Stated problem: Rewrite the records below, changing every "Locate" to "Find" and leaving all else as it stands.

Records for the exercise:
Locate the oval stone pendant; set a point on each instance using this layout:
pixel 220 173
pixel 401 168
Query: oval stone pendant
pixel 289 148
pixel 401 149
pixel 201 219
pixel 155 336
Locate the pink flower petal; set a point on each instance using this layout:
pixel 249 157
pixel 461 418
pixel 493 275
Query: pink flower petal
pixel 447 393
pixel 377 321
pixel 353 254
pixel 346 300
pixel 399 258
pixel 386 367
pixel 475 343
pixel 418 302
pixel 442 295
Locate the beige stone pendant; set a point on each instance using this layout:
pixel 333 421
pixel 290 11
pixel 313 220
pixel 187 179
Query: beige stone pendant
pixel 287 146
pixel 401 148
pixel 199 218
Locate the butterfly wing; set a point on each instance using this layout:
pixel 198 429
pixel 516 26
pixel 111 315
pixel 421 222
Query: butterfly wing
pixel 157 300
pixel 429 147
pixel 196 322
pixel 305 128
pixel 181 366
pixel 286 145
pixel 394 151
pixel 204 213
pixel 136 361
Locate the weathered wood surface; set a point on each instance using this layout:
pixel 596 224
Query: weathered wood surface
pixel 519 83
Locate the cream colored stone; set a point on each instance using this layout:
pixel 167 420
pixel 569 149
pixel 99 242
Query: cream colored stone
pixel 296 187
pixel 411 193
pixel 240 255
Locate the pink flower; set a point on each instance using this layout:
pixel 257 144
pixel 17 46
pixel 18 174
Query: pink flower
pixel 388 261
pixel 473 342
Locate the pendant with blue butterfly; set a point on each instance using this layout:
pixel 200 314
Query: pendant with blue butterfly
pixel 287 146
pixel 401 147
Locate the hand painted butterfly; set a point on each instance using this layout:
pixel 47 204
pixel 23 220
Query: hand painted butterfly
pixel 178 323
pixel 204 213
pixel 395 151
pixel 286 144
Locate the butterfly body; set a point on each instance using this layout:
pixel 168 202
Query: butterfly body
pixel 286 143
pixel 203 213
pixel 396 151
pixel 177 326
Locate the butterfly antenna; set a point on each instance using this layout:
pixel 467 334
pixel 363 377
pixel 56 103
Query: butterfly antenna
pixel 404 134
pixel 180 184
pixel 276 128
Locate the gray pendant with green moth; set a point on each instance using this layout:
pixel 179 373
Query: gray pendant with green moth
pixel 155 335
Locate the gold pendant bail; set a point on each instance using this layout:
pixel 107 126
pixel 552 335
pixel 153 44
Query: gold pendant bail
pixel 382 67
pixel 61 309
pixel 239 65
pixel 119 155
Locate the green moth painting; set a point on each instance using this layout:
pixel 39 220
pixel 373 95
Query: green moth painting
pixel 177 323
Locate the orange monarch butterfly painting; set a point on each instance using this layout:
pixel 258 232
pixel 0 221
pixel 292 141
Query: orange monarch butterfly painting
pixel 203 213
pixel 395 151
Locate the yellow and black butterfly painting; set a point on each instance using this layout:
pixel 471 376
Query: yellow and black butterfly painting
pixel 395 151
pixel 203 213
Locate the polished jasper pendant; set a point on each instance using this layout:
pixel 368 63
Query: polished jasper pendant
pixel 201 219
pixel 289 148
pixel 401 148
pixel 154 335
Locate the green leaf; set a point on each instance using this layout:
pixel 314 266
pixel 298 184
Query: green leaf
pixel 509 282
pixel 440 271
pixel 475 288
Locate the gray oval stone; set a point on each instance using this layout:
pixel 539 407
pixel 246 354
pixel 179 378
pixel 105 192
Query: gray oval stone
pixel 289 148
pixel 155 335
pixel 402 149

Correct response:
Find the oval stone pendant; set a point on each instance using this layout:
pixel 220 173
pixel 401 168
Query: oval stone pendant
pixel 289 148
pixel 401 149
pixel 201 219
pixel 155 336
Find the pink flower petal; set a point on each instance using this layout:
pixel 249 157
pixel 461 418
pixel 493 275
Query: pink flower petal
pixel 447 393
pixel 377 321
pixel 353 254
pixel 346 300
pixel 399 258
pixel 386 367
pixel 475 343
pixel 418 302
pixel 442 295
Find the beige stone pendant; set a point on each instance using this layout:
pixel 333 421
pixel 290 11
pixel 313 220
pixel 187 179
Query: beige stone pendant
pixel 287 146
pixel 401 148
pixel 199 218
Find the butterfly wing; set a point on each instance using this layout:
pixel 198 429
pixel 516 26
pixel 111 315
pixel 421 222
Query: butterfly wing
pixel 157 300
pixel 429 147
pixel 196 322
pixel 305 128
pixel 181 366
pixel 286 145
pixel 394 151
pixel 204 213
pixel 136 361
Find the weathered wood surface; set a point on each instance using this layout:
pixel 596 224
Query: weathered wood surface
pixel 519 83
Find the cream colored stone; set a point on each instance using this layout:
pixel 167 420
pixel 569 149
pixel 99 242
Query: cream colored stone
pixel 296 187
pixel 411 193
pixel 240 255
Find the pink flower; set a point on each instance using this layout:
pixel 257 144
pixel 17 46
pixel 18 174
Query: pink flower
pixel 388 261
pixel 473 342
Find the pendant with blue butterfly; set a point on each instance using this layout:
pixel 200 314
Query: pendant with blue butterfly
pixel 287 146
pixel 401 147
Find the hand painted butterfly; set a point on each instance using this layout:
pixel 47 204
pixel 23 220
Query: hand painted butterfly
pixel 178 323
pixel 204 213
pixel 395 151
pixel 286 144
Find the butterfly body; set a point on each instance using this layout:
pixel 168 202
Query: butterfly body
pixel 286 143
pixel 203 213
pixel 396 151
pixel 177 326
Find the butterfly antenna; set a point on each instance using this layout:
pixel 467 334
pixel 363 377
pixel 56 103
Query: butterfly antenna
pixel 404 134
pixel 180 184
pixel 276 128
Find the gray pendant with green moth; set a point on each instance using this layout:
pixel 179 373
Query: gray pendant with green moth
pixel 155 335
Find the gold pendant bail; set a point on each instance using this layout:
pixel 107 126
pixel 552 335
pixel 153 44
Query: gold pendant bail
pixel 382 67
pixel 61 309
pixel 239 65
pixel 119 155
Find the green moth painting; set a point on each instance using this layout:
pixel 39 220
pixel 373 95
Query: green moth painting
pixel 177 323
Find the orange monarch butterfly painting; set a point on each instance using this layout:
pixel 258 232
pixel 0 221
pixel 292 141
Query: orange monarch butterfly painting
pixel 203 213
pixel 395 151
Find the yellow and black butterfly painting; set a point on each instance using this layout:
pixel 471 376
Query: yellow and black butterfly painting
pixel 395 151
pixel 203 213
Find the polished jasper pendant; set a point on each instance using this layout:
pixel 368 63
Query: polished jasper pendant
pixel 201 219
pixel 289 148
pixel 401 148
pixel 154 335
Find the green leaf; set a point on each instance using this layout:
pixel 314 266
pixel 298 184
Query: green leaf
pixel 509 282
pixel 440 271
pixel 475 288
Find the gray oval stone; set a point on each instance using this layout:
pixel 539 407
pixel 246 354
pixel 179 378
pixel 105 192
Query: gray oval stone
pixel 289 148
pixel 155 335
pixel 402 149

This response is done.